> **Texte de lecture**

· · · · · · ·

Le pari fou séduit une soixantaine d’investisseurs privés qui réunissent un million d’euros ! En pleine expansion, la société remporte le titre de « projet agricole innovant » au concours national France Agrimer en novembre 2015. L’engouement est tel qu’une centaine de producteurs sont inscrits sur liste d’attente pour accéder à la licence ! Il faut dire que la demande est réelle, et les tarifs attractifs : les restaurateurs n’hésitent pas à dépenser une centaine d’euros pour un kilo de morilles françaises de qualité, avec une traçabilité garantie.
Jonathan Cabodi et Rémy Barraud ont signé avec France Morilles en 2014. A priori, rien ne prédestinait ces deux amis d’enfance à cultiver des morilles en Savoie (Coise-Saint-Jean-Pied-Gauthier). « Nous sommes cuisinier et électrotechnicien de formation, et nous ne sommes pas du tout issus du milieu agricole. Depuis longtemps, nous essayons de monter une affaire ensemble. Nous avons d’abord pensé à commercialiser des serviettes de plage, puis nous avons préféré vendre un produit d’exception. C’est ainsi qu’on s’est investi dans la culture du safran », raconte Remy Barraud.
Sur un terrain familial de 3000 m2, ils plantent pas moins de 20 000 bulbes. La troisième année, ils arrivent à récolter presqu’un kilo de safran… aux dépens de leurs vies personnelles ! « Nous n’avions pas le temps de produire et de démarcher des clients. En plus, nous avions conservé nos activités professionnelles. Il a donc fallu tout arrêter. »
En 2013, ils découvrent dans le Dauphiné Libéré le portrait d’un licencié France Morilles en Haute-Savoie. « Cela nous a fortement intéressés : c’était une activité innovante, proche de la nature et qui pouvait représenter pour nous une réelle opportunité. Mais surtout, nous adorons les morilles ! Personnellement, je n’aurais jamais pu cultiver un produit que je n’aimais pas », estime Rémy Barraud.
A ce moment-là, le jeune homme découvre que sa famille possède un bois qui conviendrait parfaitement à cette culture. « Nous cherchions désespérément notre terrain jusqu’à ce que mon père se souvienne de cette parcelle qui appartenait à la famille depuis des générations. Ce bois de chênes, bouleaux et noisetiers est un vrai coin à morilles, avec un PH idéal proche de 7. Quand j’y repense, je me dis que c’est complétement fou ! C’est comme un signe du destin, comme si mon arrière-grand père avait tout prévu pour notre activité ! », s’étonne encore Rémy Barraud.
Les deux copains contactent immédiatement France Morilles et signent une licence test en 2014. Le cahier des charge détermine notamment l’irrigation, le matériel, les amendements, la densité…
Equipée de caméras de surveillance, leur serre de 300 mètres carrés (environ 1000 €, fournie par France Morilles, de même que les semences à 6 € HT le m2) est recouverte d’un filet d’ombrage.

· · · · · · ·

> **Travail à faire**
1. D'après le texte sur la culture des morilles, quelle est la surface de la serre de Jonathan Cabodi et Rémy Barraud ?
2. Rédigez la suite du texte sur la culture des morilles à partir de sa dernière phrase.
Les données qui suivent ne sont pas nécessaires ici.

· · · · · · ·

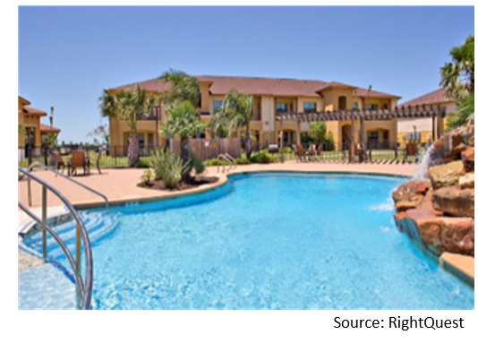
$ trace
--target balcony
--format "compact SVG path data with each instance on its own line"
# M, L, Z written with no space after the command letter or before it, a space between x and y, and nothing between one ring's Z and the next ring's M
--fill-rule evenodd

· · · · · · ·

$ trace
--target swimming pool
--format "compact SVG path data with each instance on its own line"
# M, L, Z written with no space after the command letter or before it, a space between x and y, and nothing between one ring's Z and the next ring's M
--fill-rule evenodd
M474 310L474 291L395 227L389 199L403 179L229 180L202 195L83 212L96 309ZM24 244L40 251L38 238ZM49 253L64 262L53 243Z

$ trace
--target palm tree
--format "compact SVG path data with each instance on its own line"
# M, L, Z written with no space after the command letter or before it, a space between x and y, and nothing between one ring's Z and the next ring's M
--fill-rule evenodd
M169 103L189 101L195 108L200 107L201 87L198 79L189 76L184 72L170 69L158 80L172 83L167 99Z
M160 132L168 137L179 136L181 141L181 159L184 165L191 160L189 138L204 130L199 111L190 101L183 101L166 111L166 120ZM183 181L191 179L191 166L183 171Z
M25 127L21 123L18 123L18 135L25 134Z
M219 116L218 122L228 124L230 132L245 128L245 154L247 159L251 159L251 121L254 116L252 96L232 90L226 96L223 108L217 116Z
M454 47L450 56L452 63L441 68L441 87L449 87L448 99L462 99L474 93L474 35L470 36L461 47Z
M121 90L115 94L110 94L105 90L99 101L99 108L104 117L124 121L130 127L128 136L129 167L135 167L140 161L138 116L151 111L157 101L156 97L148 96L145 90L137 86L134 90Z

· · · · · · ·

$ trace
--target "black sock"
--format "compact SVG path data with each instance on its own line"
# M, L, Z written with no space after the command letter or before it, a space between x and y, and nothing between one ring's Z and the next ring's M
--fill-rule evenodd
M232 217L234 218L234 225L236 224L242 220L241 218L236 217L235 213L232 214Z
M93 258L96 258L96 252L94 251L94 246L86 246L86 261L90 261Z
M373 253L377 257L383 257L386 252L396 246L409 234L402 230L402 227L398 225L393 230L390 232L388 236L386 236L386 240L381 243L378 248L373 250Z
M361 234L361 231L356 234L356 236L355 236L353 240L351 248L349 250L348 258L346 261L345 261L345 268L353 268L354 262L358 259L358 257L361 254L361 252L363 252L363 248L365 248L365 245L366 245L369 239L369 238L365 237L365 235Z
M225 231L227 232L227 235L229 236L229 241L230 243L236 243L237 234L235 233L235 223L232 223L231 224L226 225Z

· · · · · · ·

> **Résultats de l'exercice**
1. 300 mètres carrés.

2.
Les morilles sont semées fin octobre-début novembre. Trois à cinq semaines plus tard, un blanchissement apparait à la surface de la terre si le mycélium a colonisé la parcelle. « Au premier rayon de soleil printanier, on voit les morilles sortir de terre. C’est un moment magique ! Nous les cueillons à pleine maturité pour conserver leurs qualités gustatives », s’émerveille Rémy.
En 2015, Rémy Barraud et Jonathan Cabodi étaient déjà les premiers producteurs de morilles en France. Leurs 10 kilos ont été écoulés en un clin d’œil par le bouche-à-oreille. En 2016, leur récolte atteindra 60 kilos ! « Nous avons notamment trouvé des solutions écologiques pour repousser les limaces, les souris et les moucherons… La morille demande une hydrométrie et une température stable, ce qui a été le cas cette année », détaille Rémy Barraud. S’ils atteignent pratiquement les rendements chinois, ils ont utilisé cette année des souches françaises développées par l’Inra et France Morilles.
Dans le courant de l’année 2016, ils fonderont une entreprise avec Pierre Girard, un associé de France Morilles basé à Talloires (Haute-Savoie). Le nom est déjà trouvé : Les Morilles du Lac. « Avec Jonathan Cabodi, on se concentrera sur la production et on mettra en place des formations à destination des futurs producteurs. Pierre assurerait la communication et la commercialisation de nos morilles », explique Rémy Barraud.
Des contacts sont déjà pris avec des restaurateurs de Courchevel et d’Annecy. L’hiver prochain, ils produiront sur 5000 m2. « La première année, les ventes nous ont uniquement permis de rembourser la semence. A partir de cette année, nous pouvons sérieusement nous projeter dans l’avenir », sourit Rémy.
Prochain défi : la conversion bio du terrain. Les souches sont déjà certifiées par Ecocert, de même que le processus de production.
En savoir plus : https://francemorilles.com/fr (site de France Morilles) ; www.morillesdulac.bio (site de l’entreprise Les Morilles du Lac).
Ci-dessous (deux premières photos) : gros plans sur des morilles cultivées sous tunnel.
Ci-dessous, Jonathan Cabodi et Rémy Barraud.
Rémy Barraud.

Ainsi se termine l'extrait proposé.